Short exercise: Repeat every record below word for word, keeping each line unchanged.

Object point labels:
------------------------------------------------
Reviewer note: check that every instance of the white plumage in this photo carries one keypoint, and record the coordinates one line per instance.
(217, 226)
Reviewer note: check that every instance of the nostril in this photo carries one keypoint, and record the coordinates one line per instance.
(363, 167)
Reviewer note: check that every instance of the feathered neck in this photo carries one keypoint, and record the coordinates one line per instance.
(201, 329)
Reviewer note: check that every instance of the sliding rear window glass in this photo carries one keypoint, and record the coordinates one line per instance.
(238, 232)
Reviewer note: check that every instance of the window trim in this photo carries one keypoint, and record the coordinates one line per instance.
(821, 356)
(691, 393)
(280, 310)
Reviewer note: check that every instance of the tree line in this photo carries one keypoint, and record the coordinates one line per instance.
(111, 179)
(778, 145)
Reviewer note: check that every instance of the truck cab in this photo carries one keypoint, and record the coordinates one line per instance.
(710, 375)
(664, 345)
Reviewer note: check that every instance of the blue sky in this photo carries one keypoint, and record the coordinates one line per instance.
------------------------------------------------
Response:
Reviewer note: check that every instance of the white plumage in this photo carries one keypoint, and record the coordinates one line per instance.
(217, 226)
Reviewer note: check that every instance of the nostril in this photo carries one keypoint, and record the coordinates one line per instance.
(363, 167)
Reviewer note: check that every instance of the feathered neck in this photo carries one keypoint, and record the coordinates one line per instance.
(201, 329)
Reviewer note: check that every instance of the sliding rear window glass in this photo carries one keypoint, and record the coordinates one line per instance.
(238, 232)
Reviewer note: check that every instance of the window trim in this photo carries one keypoint, and record the coordinates one line per instance.
(821, 356)
(691, 393)
(280, 310)
Reviewer note: check that every instance of the tree line in this photo carries one keypoint, and record the coordinates one line per instance.
(111, 179)
(778, 145)
Reviewer note: check that every instance of the truck cab in this photo carries one keypoint, and record the coordinates one line per instance.
(710, 375)
(664, 345)
Reviewer note: check that every instance of the blue sky in this photo carries one keypoint, and record the coordinates one line per instance.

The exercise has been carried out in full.